··· Task material

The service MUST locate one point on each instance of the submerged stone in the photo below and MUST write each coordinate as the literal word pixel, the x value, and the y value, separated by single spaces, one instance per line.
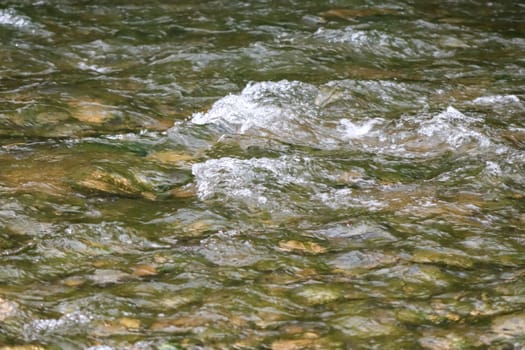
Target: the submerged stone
pixel 367 327
pixel 357 261
pixel 171 157
pixel 351 14
pixel 90 111
pixel 7 309
pixel 115 184
pixel 509 325
pixel 304 247
pixel 442 256
pixel 318 294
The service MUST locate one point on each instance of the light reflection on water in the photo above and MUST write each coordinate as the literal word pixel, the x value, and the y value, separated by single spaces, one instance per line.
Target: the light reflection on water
pixel 261 175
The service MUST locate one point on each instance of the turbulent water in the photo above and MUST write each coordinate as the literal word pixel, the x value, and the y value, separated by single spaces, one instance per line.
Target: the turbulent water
pixel 262 175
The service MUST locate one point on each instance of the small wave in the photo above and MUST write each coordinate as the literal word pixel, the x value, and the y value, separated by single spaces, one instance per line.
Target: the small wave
pixel 247 179
pixel 498 100
pixel 279 109
pixel 10 17
pixel 417 136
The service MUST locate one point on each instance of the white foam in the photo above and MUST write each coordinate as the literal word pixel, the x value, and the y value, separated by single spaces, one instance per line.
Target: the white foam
pixel 246 179
pixel 10 17
pixel 352 130
pixel 283 110
pixel 497 100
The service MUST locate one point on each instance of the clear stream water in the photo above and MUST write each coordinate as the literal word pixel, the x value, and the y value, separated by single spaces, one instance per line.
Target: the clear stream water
pixel 262 174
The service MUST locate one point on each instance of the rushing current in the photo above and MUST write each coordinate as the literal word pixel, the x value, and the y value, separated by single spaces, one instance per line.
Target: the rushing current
pixel 263 174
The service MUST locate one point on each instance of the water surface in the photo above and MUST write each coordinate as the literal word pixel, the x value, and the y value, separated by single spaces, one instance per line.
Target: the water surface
pixel 262 175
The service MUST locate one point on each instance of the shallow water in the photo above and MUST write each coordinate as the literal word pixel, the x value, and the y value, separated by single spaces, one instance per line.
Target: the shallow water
pixel 262 175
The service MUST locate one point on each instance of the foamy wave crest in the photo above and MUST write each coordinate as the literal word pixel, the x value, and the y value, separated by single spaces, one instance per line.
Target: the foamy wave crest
pixel 283 110
pixel 10 17
pixel 247 179
pixel 418 136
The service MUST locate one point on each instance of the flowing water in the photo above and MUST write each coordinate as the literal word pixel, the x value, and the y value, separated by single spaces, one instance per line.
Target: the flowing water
pixel 262 174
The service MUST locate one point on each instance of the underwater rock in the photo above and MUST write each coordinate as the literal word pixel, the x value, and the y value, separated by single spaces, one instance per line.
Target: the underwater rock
pixel 318 294
pixel 509 325
pixel 7 309
pixel 357 261
pixel 303 247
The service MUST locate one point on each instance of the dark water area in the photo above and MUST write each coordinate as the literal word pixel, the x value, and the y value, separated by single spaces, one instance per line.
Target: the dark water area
pixel 262 175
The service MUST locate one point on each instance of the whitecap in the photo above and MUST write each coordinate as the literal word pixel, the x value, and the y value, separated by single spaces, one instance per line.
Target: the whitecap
pixel 10 17
pixel 248 180
pixel 498 100
pixel 283 110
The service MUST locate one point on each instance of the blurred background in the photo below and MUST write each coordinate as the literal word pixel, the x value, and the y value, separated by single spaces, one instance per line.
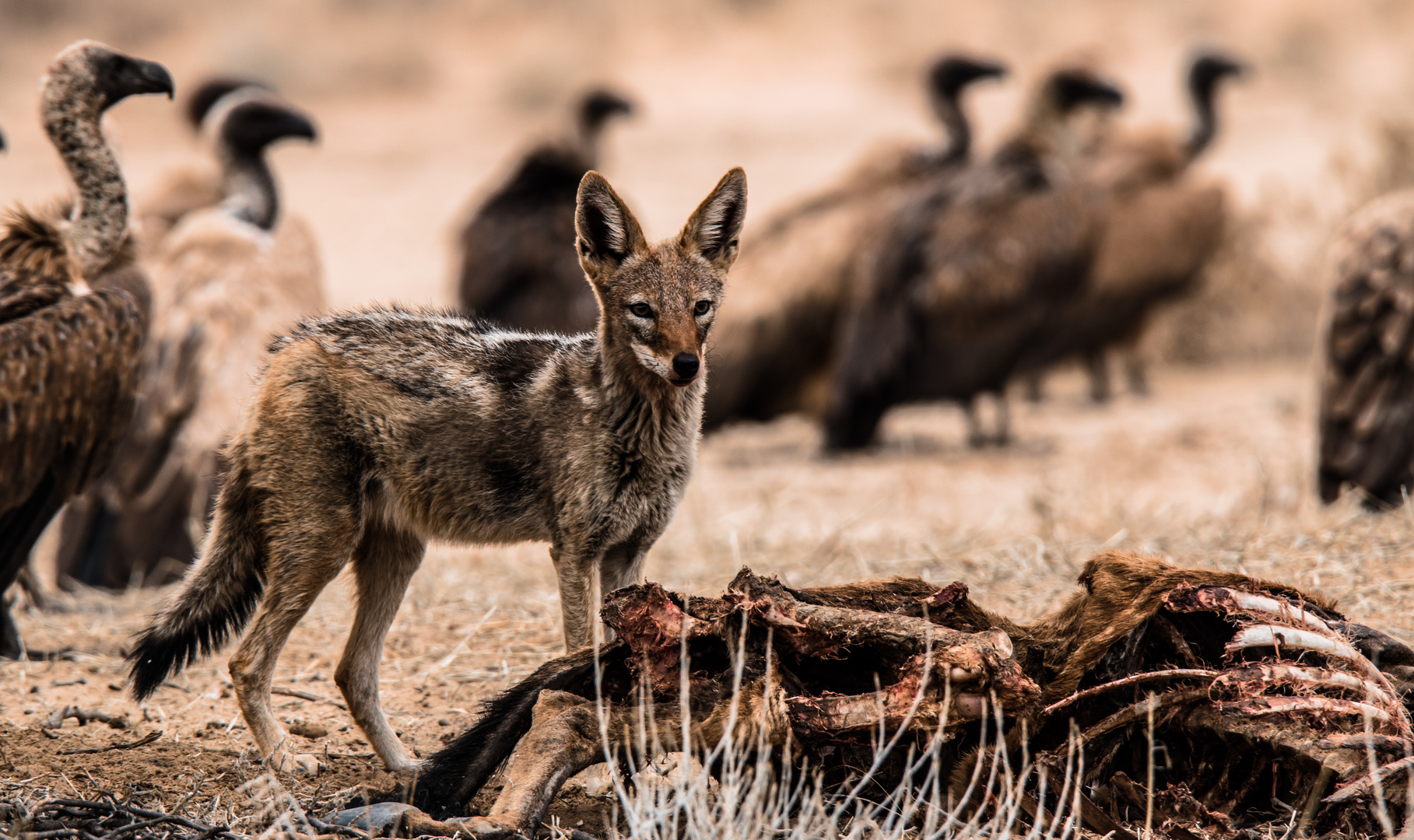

······

- Directions -
Copy the listing from the line with "of the flowing" through the end of the listing, replacing "underwater rock" with "sunken rock" and leaving everything else as it is. Don't include the pictures.

- Solution below -
The service MUST locate one point on each instance of the flowing water in the photo above and MUST write each coordinate as the literal word pixel, the x value, and the y value, separated by single spaces, one instance per line.
Target: the flowing water
pixel 262 174
The service MUST locate one point on each instance of the sunken rock in the photo above and MUST write each coordinate as the literal word pixel, the x value, and the y value, separated by single spaces, one instance per line.
Target: the sunken rock
pixel 318 294
pixel 509 325
pixel 7 309
pixel 357 261
pixel 303 247
The service MUST locate one point on each instance of the dark water area in the photo above and MUST write each coordinate as the literal word pixel, the x value, and the y value, separated by single spaces, one instance per line.
Target: the dark water area
pixel 262 175
The service MUST locate one point on each instance of the whitecap in the photo above and MUST write each coordinate as the literal word pixel, the x value, and the y value, separated by single spaces, one instance per line.
Target: the whitecap
pixel 10 17
pixel 248 180
pixel 498 100
pixel 283 110
The service MUST locate one point on each instance of the blurred background in the photo below and MUST write each coordinate as the literal word pixel, the x value, and the y value, separated by single spaces, one instance per line.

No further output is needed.